Excerpted text =>

Several studies have demonstrated short- and long-term aftereffects in the perception of blur after adaptation to sharpened or blurred images, either optically or by computational filtering. Moreover, Adaptive Optics (AO) has proved to be an effective tool for testing visual perception under controlled ocular aberrations.

A series of psychophysical experiments were performed to (1) explore short-term adaptation to the blur produced by high order aberrations (HOA) from real patients (and scaled versions) by measuring the shift of the best-perceived focus following adaptation to those different levels of blur; (2) investigate whether subjects are naturally adapted to the level of blur produced by their HOA and (3) extract the orientation features of the internally coded blur, by searching the oriented blur producing best perceived image quality in each subject using a “Classification Image” inspired method. To guarantee that all subjects were exposed to a controlled blur, images were projected through a custom AO system combined with a psychophysical channel. All measurements were performed under AO-corrected aberrations, and the projected images blurred by convolution with known aberrations.

The shifts in the best-perceived focus following adaptation to scaled HOA are proportional to the amount of blur in the adapting image. The results strongly suggest that vision is adapted to the overall amount of blur produced by the ocular high order aberrations of an individual's eye and that calibration mechanisms for normalizing blur also operate using orientation cues.

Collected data
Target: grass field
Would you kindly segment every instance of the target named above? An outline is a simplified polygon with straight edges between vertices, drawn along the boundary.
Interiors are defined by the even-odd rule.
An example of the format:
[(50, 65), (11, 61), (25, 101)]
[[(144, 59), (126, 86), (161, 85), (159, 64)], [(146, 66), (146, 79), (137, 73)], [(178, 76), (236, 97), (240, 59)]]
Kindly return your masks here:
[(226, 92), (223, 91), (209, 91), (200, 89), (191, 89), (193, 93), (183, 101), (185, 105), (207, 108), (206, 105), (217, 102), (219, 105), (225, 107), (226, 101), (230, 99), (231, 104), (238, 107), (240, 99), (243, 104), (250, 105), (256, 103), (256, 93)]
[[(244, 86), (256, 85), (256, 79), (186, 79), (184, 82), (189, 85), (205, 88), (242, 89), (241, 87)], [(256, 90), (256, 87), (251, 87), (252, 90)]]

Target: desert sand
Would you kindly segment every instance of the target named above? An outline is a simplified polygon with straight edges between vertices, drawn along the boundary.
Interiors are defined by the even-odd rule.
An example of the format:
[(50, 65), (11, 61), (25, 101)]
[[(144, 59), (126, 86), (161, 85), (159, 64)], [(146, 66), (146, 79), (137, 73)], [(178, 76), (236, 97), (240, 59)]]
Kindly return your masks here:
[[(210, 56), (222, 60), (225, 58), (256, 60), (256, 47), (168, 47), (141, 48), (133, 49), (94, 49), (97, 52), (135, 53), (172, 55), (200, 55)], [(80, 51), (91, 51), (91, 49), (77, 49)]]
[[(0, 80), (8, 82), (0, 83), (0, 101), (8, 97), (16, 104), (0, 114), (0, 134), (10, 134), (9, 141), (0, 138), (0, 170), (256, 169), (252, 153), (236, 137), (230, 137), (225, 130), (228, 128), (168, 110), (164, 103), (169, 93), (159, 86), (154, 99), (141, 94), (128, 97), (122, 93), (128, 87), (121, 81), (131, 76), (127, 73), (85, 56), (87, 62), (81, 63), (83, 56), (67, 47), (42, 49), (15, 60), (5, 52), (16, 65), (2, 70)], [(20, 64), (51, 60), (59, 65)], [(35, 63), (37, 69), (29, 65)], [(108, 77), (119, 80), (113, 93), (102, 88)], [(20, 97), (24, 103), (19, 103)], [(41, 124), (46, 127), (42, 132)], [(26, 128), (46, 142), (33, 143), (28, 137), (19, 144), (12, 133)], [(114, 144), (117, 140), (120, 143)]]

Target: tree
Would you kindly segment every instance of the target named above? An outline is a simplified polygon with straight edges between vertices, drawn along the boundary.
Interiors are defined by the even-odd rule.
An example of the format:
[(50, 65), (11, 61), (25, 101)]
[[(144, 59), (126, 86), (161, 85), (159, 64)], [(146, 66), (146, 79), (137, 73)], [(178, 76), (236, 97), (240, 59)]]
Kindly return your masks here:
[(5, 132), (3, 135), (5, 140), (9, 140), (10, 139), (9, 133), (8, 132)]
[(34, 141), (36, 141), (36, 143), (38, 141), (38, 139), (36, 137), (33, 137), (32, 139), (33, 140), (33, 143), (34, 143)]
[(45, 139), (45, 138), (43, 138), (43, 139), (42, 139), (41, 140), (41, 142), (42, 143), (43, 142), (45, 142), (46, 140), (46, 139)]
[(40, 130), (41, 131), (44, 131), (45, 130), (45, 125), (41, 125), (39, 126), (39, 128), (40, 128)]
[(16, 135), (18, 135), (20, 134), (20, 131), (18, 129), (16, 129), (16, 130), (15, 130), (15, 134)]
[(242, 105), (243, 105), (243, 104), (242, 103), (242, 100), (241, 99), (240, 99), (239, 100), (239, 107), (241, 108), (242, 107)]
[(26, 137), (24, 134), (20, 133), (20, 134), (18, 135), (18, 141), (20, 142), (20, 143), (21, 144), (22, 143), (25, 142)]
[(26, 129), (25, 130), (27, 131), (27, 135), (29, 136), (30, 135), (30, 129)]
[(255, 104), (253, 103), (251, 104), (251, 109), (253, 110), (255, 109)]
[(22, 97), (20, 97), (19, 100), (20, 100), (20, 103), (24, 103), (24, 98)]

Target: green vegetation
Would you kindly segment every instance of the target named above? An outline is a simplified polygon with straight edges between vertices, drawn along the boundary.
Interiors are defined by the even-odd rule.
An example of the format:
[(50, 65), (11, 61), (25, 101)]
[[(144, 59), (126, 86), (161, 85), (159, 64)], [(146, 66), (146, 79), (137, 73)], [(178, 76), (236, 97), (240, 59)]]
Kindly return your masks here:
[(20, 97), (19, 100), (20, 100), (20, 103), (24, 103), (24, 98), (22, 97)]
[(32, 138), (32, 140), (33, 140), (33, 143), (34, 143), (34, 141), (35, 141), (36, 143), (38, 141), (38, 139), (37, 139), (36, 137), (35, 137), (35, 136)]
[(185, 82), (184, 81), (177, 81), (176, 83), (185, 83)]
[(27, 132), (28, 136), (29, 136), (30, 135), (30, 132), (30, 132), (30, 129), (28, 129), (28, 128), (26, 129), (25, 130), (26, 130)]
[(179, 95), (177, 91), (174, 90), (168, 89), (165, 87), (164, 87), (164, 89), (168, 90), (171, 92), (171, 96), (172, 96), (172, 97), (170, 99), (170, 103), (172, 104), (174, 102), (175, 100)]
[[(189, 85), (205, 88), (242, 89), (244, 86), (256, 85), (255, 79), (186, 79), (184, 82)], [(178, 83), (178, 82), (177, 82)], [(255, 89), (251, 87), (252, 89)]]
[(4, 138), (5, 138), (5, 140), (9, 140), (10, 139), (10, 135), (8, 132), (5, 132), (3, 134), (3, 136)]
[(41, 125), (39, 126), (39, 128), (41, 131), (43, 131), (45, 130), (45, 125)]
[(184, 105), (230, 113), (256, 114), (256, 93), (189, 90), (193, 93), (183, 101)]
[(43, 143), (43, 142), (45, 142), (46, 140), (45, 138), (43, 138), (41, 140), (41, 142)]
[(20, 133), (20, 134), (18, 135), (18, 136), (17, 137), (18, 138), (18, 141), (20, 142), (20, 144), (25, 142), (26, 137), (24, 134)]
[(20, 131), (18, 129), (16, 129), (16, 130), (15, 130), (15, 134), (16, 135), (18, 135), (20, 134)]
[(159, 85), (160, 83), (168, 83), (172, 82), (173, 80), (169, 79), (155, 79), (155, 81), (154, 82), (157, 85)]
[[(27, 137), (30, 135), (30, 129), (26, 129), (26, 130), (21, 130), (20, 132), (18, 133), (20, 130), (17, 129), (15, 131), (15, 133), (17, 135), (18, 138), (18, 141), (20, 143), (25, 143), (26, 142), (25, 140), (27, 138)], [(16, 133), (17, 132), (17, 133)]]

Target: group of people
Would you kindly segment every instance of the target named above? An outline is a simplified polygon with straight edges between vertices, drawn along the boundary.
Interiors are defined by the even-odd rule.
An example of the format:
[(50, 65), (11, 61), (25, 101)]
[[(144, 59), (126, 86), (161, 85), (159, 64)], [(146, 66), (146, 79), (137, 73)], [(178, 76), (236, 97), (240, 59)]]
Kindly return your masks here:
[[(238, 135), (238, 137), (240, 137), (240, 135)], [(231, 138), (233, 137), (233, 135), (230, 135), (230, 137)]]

Problem to solve => In the blur adaptation text above, write out everything from "The shifts in" down to "using orientation cues." word for word.

Exercise result =>
The shifts in the best-perceived focus following adaptation to scaled HOA are proportional to the amount of blur in the adapting image. The results strongly suggest that vision is adapted to the overall amount of blur produced by the ocular high order aberrations of an individual's eye and that calibration mechanisms for normalizing blur also operate using orientation cues.